RECORDS SUPPLIED:
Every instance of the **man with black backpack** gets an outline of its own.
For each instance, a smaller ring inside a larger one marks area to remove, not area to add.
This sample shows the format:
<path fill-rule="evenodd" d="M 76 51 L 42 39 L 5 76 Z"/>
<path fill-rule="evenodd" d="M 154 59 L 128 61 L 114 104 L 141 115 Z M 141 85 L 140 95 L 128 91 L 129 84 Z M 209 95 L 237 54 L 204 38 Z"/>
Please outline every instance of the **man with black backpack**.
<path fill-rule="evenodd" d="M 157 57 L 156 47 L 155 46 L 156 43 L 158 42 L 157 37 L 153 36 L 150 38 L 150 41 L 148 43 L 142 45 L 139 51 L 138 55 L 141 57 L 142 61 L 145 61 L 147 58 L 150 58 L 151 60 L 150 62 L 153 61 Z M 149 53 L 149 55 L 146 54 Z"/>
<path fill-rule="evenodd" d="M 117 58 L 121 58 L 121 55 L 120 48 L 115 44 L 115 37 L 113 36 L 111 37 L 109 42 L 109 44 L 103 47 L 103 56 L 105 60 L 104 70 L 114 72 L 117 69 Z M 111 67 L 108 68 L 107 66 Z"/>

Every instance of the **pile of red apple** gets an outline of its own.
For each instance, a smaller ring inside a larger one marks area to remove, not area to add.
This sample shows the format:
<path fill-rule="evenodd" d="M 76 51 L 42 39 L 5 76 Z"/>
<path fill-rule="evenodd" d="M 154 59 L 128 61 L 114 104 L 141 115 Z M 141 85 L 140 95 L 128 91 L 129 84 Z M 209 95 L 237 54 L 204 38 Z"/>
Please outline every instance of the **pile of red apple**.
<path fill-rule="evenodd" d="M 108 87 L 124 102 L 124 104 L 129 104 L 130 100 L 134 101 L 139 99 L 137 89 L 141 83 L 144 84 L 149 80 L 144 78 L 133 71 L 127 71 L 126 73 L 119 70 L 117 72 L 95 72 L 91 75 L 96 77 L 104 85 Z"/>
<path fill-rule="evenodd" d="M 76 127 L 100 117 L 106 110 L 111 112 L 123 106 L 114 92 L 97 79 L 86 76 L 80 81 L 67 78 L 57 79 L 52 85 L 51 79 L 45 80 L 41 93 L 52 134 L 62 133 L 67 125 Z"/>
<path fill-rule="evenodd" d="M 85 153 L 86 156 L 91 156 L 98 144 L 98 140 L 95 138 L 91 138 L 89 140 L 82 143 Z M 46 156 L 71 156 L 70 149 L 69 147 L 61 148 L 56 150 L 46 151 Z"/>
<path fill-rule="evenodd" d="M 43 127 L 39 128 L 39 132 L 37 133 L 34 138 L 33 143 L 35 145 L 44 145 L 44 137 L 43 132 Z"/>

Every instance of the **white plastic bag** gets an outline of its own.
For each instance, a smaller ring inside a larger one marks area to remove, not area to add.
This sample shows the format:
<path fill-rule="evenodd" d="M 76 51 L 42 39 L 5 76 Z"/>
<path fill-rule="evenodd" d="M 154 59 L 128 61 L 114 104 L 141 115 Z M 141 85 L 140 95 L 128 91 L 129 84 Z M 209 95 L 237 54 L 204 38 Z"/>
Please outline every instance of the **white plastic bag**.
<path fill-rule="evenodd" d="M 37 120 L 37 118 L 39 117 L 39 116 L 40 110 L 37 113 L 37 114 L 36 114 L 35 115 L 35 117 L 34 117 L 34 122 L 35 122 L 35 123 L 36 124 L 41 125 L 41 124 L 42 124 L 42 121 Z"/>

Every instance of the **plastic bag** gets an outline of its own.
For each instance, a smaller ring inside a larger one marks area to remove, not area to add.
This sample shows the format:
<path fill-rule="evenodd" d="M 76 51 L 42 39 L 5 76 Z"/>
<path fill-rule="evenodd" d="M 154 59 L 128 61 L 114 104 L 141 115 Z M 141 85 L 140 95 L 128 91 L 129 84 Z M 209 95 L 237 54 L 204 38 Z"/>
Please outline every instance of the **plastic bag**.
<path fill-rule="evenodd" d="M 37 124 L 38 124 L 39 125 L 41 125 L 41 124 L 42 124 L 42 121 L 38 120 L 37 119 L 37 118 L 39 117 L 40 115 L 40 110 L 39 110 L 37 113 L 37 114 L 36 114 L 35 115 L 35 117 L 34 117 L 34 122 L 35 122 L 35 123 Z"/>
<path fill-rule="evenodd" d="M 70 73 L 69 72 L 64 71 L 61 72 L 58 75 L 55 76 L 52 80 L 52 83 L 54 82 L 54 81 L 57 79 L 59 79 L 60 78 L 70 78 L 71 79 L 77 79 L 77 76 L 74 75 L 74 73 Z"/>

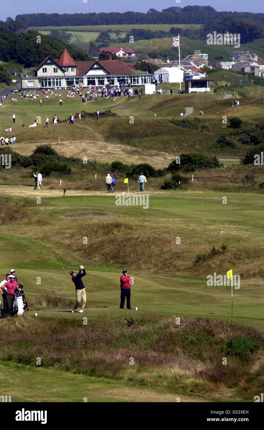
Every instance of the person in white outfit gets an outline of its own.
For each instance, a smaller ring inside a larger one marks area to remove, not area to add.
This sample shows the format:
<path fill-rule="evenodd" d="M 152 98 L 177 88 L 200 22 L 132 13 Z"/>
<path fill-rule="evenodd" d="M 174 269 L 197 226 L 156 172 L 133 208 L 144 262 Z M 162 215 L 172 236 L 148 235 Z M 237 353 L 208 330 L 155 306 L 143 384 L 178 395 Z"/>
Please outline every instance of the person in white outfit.
<path fill-rule="evenodd" d="M 41 173 L 40 173 L 39 172 L 36 172 L 37 173 L 37 187 L 39 190 L 41 188 L 42 189 L 42 185 L 41 185 L 41 182 L 42 182 L 42 175 Z M 35 175 L 34 175 L 34 176 Z"/>

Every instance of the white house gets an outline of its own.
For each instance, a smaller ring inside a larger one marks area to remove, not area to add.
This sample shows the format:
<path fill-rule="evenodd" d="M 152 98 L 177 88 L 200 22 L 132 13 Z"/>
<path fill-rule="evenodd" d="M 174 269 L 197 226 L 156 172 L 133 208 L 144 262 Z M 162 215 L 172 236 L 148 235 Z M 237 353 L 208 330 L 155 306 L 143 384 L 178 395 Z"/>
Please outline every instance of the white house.
<path fill-rule="evenodd" d="M 100 48 L 99 52 L 106 51 L 111 54 L 115 54 L 118 57 L 126 57 L 127 58 L 134 58 L 136 56 L 134 51 L 129 49 L 128 48 L 117 48 L 116 46 L 104 46 Z"/>
<path fill-rule="evenodd" d="M 172 67 L 161 67 L 154 72 L 155 79 L 162 82 L 183 82 L 183 71 L 176 66 Z"/>
<path fill-rule="evenodd" d="M 143 85 L 151 83 L 149 74 L 134 74 L 120 60 L 102 61 L 75 61 L 66 48 L 59 60 L 47 57 L 34 69 L 34 76 L 21 78 L 22 89 L 39 88 L 65 88 L 82 84 L 83 87 L 90 84 L 97 86 L 111 83 L 118 85 Z"/>

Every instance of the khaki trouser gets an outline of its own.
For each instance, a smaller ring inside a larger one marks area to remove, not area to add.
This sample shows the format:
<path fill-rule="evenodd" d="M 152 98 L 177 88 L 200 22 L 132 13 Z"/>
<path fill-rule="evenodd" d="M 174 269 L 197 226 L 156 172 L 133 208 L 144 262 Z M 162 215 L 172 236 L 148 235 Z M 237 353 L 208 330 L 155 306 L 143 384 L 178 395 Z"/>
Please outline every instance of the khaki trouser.
<path fill-rule="evenodd" d="M 76 310 L 81 301 L 81 308 L 84 310 L 85 303 L 86 303 L 86 292 L 85 291 L 85 289 L 83 288 L 81 290 L 76 290 L 76 302 L 74 308 Z"/>

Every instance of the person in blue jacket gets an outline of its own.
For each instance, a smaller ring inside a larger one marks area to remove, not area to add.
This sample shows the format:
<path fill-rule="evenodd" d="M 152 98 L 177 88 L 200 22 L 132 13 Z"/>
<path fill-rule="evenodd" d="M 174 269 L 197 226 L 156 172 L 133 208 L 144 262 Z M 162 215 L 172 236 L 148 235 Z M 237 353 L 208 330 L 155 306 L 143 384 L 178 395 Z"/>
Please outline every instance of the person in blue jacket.
<path fill-rule="evenodd" d="M 112 178 L 112 183 L 110 185 L 110 193 L 113 193 L 114 192 L 114 185 L 116 185 L 117 184 L 116 184 L 116 182 L 115 182 L 115 179 L 114 178 L 113 175 L 111 175 L 111 178 Z"/>

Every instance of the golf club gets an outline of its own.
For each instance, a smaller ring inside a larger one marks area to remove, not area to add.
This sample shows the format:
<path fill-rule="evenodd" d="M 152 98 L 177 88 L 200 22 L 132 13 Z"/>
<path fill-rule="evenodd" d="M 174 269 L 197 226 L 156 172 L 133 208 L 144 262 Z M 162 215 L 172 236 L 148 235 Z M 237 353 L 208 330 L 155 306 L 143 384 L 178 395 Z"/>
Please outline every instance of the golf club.
<path fill-rule="evenodd" d="M 64 267 L 68 267 L 69 269 L 71 269 L 72 267 L 78 267 L 78 266 L 75 266 L 75 264 L 73 264 L 72 266 L 63 266 L 62 269 Z"/>

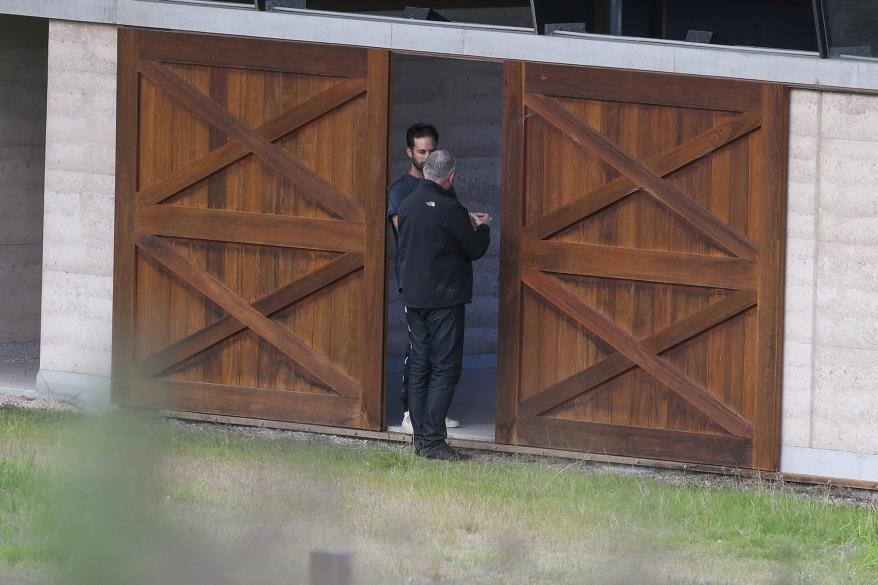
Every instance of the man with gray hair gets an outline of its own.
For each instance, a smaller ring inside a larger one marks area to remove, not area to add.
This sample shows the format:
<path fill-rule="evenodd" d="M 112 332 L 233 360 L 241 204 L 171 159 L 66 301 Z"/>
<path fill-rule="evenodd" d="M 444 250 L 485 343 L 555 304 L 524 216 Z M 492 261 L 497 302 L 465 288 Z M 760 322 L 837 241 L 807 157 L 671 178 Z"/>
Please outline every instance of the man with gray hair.
<path fill-rule="evenodd" d="M 437 150 L 421 186 L 399 208 L 402 299 L 409 328 L 409 412 L 415 452 L 429 459 L 460 455 L 445 439 L 445 416 L 463 365 L 465 306 L 472 301 L 472 261 L 491 243 L 491 216 L 469 213 L 451 190 L 455 161 Z"/>

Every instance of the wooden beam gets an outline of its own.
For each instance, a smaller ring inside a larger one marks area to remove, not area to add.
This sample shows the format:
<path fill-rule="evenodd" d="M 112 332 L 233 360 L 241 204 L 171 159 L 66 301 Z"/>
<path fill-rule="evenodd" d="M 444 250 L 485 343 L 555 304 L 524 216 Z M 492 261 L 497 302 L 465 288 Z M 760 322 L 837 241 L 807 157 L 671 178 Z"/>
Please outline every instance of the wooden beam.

GIVEN PROBLEM:
Reproduce the stretch from the start of the entries through the line containing "117 58 L 121", requests included, and shift every coordinate in the answers by -116.

FULL SOLUTION:
Every instance of the **man with black backpack** gets an outline of its own.
For each instance, a smaller ring inside a larger one marks area to remove, not area to add.
This sample shows the format:
<path fill-rule="evenodd" d="M 76 51 L 42 39 L 5 76 Z"/>
<path fill-rule="evenodd" d="M 154 59 L 128 61 L 114 104 L 141 115 Z M 141 85 L 140 95 L 128 91 L 129 84 Z M 209 95 L 237 54 L 204 38 Z"/>
Please outline every instance of the **man with black backpack**.
<path fill-rule="evenodd" d="M 41 -59 L 40 -69 L 39 -70 L 40 -73 L 42 -74 L 41 -79 L 37 -80 L 34 -78 L 34 -75 L 32 -73 L 26 -71 L 23 -65 L 22 -61 L 25 -59 L 26 -55 L 29 -55 L 31 -58 L 34 -58 L 35 -56 L 34 -54 L 37 -55 Z M 33 -63 L 33 -61 L 30 -62 Z"/>
<path fill-rule="evenodd" d="M 1 -58 L 5 -58 L 5 -61 L 4 -68 L -1 -72 L -1 -79 L -3 -80 L -5 -79 L -7 -74 L -7 -72 L -13 -69 L -13 -60 L -11 -56 L -12 -46 L -2 -44 L 1 -47 Z M -5 -49 L -8 -48 L -9 -50 Z"/>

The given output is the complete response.